→ Task statement: Reproduce verbatim the part of the board game discussion starting with "The other was" and going on through "to play again.".

→ Page text:
^^^^

The other was Brian Boru,a very Euro game. It’s got it all- trick-taking, area control, card drafting, point salad, etc. (but, thankfully no deck-building!). All in all, a neat, thought-provoking mid-weight game, I’m interested to play again.

I know this is a late note, with only 3 hours left. Memoir 44 is on sale for Prime Day. 33 bucks

Deal of the day for Prime Members: Days of Wonder Memoir '44 Board Game | Historical Miniatures Battle Game | Fast-Paced Strategy Game for Adults and Kids | Ages 8+ | 2 Players | Average Playtime 30-60 Minutes | Made https://a.co/d/cga1VSG

Pleased to note that I managed to get Guards of Atlantis II to table tonight and yes that is indeed the good stuff. Sadly, the design being heavily based around even teams of 4-6 (or up to 10 if you’re crazy and have that many friends) means it just can’t really hit the table that often for me. The only reason I could swing it tonight was my girlfriend is visiting from out of state. But it’s such a cool design.

Multiple paths to victory and if you seem to be losing on one you might be able to steer into another. Teamwork is very helpful but you can’t do any private discussion or steer teammates during potentially very important fine-detail decisions in actually resolving their cards. Attacks are all or nothing - they work if not defended (with a card with an equal or higher defense value), otherwise they don’t. But given a hand of five cards and a mandate to play one every one of the four turns in a round, this means careful timing or attacks from multiple corners can potentially do in even the most heavily armored warriors, even with relatively weak attacks. And even if they don’t, you’re constricting your opponents’ options. But by the same token, you generally only have two cards you can attack with, and they not infrequently are also your best sources of movement. If your attacks don’t let you move in the attack action, you have to carefully position on one action, and then follow up later and hope your opponent doesn’t beat your initiative. If they do, that can be just as tricky, because it’s often mandatory to use the movement in a certain way to do the attack at all!

^^^^

→ Dataset entries:
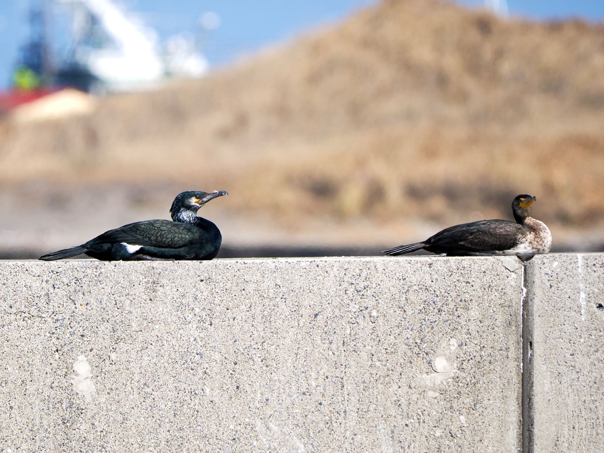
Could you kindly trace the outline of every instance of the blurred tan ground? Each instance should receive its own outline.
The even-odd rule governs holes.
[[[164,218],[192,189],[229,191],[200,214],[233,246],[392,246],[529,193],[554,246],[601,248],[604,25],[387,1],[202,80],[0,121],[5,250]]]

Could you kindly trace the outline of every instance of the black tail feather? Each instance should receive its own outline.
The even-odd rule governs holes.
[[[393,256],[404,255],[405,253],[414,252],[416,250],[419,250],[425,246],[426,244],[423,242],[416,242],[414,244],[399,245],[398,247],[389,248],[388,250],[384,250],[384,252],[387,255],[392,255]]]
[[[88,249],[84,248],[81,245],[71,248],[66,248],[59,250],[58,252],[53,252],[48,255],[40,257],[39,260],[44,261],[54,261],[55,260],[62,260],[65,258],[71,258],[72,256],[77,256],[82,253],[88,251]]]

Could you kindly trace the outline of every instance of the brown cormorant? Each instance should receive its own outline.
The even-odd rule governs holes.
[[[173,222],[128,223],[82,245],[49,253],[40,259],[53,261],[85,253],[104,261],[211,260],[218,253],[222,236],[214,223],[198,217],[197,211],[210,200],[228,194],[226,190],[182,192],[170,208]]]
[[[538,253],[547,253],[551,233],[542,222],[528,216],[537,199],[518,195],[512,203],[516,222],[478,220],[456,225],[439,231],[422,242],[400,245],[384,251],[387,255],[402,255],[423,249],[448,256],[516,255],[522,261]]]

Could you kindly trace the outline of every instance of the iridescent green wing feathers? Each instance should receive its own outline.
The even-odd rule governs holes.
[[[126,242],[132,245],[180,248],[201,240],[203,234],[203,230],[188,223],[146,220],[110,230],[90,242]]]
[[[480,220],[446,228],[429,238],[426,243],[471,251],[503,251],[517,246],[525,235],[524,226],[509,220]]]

^^^^

→ Output for this task:
The other was Brian Boru,a very Euro game. It’s got it all- trick-taking, area control, card drafting, point salad, etc. (but, thankfully no deck-building!). All in all, a neat, thought-provoking mid-weight game, I’m interested to play again.